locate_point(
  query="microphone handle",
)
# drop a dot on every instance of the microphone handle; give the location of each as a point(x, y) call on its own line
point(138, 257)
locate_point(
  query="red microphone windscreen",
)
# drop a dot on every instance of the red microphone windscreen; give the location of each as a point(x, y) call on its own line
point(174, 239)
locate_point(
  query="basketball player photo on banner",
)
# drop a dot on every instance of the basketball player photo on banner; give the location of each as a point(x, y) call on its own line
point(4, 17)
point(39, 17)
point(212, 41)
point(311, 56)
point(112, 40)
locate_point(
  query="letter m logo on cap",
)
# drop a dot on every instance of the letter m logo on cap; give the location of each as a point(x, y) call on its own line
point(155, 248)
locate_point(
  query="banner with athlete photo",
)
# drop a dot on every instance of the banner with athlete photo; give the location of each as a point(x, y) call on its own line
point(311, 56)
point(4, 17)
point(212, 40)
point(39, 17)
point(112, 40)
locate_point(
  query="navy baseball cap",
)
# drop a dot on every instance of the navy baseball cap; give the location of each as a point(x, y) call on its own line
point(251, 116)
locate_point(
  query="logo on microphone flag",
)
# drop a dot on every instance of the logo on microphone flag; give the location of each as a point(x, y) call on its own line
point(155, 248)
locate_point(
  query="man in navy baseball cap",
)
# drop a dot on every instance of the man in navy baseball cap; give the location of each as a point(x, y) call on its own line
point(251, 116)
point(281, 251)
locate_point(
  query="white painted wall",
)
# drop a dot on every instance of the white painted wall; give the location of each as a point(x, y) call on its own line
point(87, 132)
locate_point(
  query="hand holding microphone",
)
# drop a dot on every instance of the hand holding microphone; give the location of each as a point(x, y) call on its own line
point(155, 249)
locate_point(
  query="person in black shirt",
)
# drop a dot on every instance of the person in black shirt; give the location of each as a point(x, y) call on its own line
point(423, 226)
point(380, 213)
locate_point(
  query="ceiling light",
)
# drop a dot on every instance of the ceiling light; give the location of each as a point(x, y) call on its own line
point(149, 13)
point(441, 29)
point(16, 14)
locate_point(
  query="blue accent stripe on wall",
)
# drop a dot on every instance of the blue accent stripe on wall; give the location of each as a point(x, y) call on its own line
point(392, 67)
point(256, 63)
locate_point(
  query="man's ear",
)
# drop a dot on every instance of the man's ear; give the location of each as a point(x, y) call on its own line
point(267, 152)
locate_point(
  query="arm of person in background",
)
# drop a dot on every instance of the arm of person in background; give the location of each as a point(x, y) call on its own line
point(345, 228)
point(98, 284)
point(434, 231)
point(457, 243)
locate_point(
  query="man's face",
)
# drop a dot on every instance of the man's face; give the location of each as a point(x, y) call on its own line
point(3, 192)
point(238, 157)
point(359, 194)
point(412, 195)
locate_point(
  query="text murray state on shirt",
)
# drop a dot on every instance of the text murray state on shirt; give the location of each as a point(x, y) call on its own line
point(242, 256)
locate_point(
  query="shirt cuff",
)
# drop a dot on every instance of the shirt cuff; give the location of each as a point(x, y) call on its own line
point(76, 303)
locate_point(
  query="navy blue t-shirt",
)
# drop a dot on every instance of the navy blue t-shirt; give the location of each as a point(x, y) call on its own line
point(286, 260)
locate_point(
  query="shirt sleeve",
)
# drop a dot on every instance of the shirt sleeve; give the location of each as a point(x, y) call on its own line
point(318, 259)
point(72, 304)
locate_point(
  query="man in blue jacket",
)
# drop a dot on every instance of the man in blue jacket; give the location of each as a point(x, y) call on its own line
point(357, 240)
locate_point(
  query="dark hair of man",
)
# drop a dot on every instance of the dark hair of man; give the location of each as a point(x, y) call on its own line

Set problem: Print the entire listing above character for character, preserving every line in its original order.

Full output:
locate_point(
  query="microphone handle",
)
# drop a dot on every instance of the microphone handle; give the location of each as a point(x, y) call on its own line
point(138, 257)
locate_point(
  query="red microphone windscreen",
)
# drop a dot on every instance of the red microphone windscreen; give the location of each as a point(x, y) call on its own line
point(174, 239)
locate_point(
  query="basketball player photo on banner",
)
# drop a dot on every instance of the basketball player photo on banner; give the location of each as a point(x, y) call on its own line
point(4, 17)
point(39, 17)
point(212, 41)
point(311, 56)
point(112, 40)
locate_point(
  query="letter m logo on cap",
)
# drop a dot on every instance of the letter m logo on cap; give the location of each as a point(x, y) call on its own line
point(155, 248)
locate_point(
  query="banner with athlete photo",
)
# drop a dot on every instance of the banner with athlete photo; give the location of each as a point(x, y) call on its own line
point(311, 56)
point(4, 17)
point(212, 40)
point(39, 17)
point(112, 40)
locate_point(
  query="navy baseball cap",
)
# drop a dot on every instance of the navy baseball cap; give the location of each as a point(x, y) call on its own line
point(251, 116)
locate_point(
  query="logo on microphone flag",
)
# drop a dot on every instance of the logo on microphone flag; give the location of each as a point(x, y) call on its own line
point(155, 248)
locate_point(
  query="man in navy baseball cap",
)
# drop a dot on every instance of the man in navy baseball cap; give the location of each as a point(x, y) call on its own line
point(251, 116)
point(281, 251)
locate_point(
  query="white painted wall",
)
# drop a dot on every instance of the white painted wall; give the location of each as a point(x, y) call on its own line
point(87, 132)
locate_point(
  query="hand holding microphone",
)
# drop a dot on every instance of the hand holding microphone; give the location of each as a point(x, y) call on its own line
point(155, 249)
locate_point(
  query="person in black shirt",
)
# drop a dot on every instance of the person in black shirt; give the location of each as a point(x, y) call on its own line
point(423, 226)
point(380, 213)
locate_point(
  query="ceiling light",
)
# drop a dot on every instance of the ceiling light; give the location of each as a point(x, y) call on its own line
point(149, 13)
point(441, 29)
point(16, 14)
locate_point(
  query="blue accent stripe on wall",
)
# drop a dot on every instance of the blue accent stripe on wall; give the location of each as a point(x, y) call on its own line
point(392, 67)
point(256, 63)
locate_point(
  query="man's ear",
)
# drop a dot on every instance of the man's ear; give the location of each as a point(x, y) call on its own line
point(267, 152)
locate_point(
  query="arm of person in background",
)
# drop a dot on every instance of the arm of person in background; give the location of each as a point(x, y) call on its own line
point(345, 228)
point(98, 284)
point(434, 231)
point(457, 243)
locate_point(
  query="man's face",
)
# drop a dot on every instance of the man's face; give the location of each as a point(x, y) call on its own line
point(3, 192)
point(238, 157)
point(359, 194)
point(412, 195)
locate_point(
  query="text murray state on shirt",
)
# drop a dot on every instance of the text murray state on shirt; give the location of each as a point(x, y) call on its own line
point(242, 256)
locate_point(
  query="shirt cuff",
)
# drop a dot on every instance of the shirt cuff; give the location of each as a point(x, y) call on its own line
point(76, 303)
locate_point(
  query="navy blue t-shirt",
)
# drop a dot on every instance of the navy blue t-shirt; give the location of each as a point(x, y) call on its own line
point(286, 260)
locate_point(
  query="shirt sleeve",
)
# drop a dot on every instance of the shirt sleeve; give the location of each as a point(x, y) call on its own line
point(318, 259)
point(72, 304)
locate_point(
  query="man in blue jacket",
)
# drop a dot on every instance of the man in blue jacket; give the location of each as a point(x, y) call on its own line
point(357, 240)
locate_point(
  query="dark hair of man",
)
# drop a dot on every instance of the dark hair of man; give the location of each as a point(x, y) call on its own line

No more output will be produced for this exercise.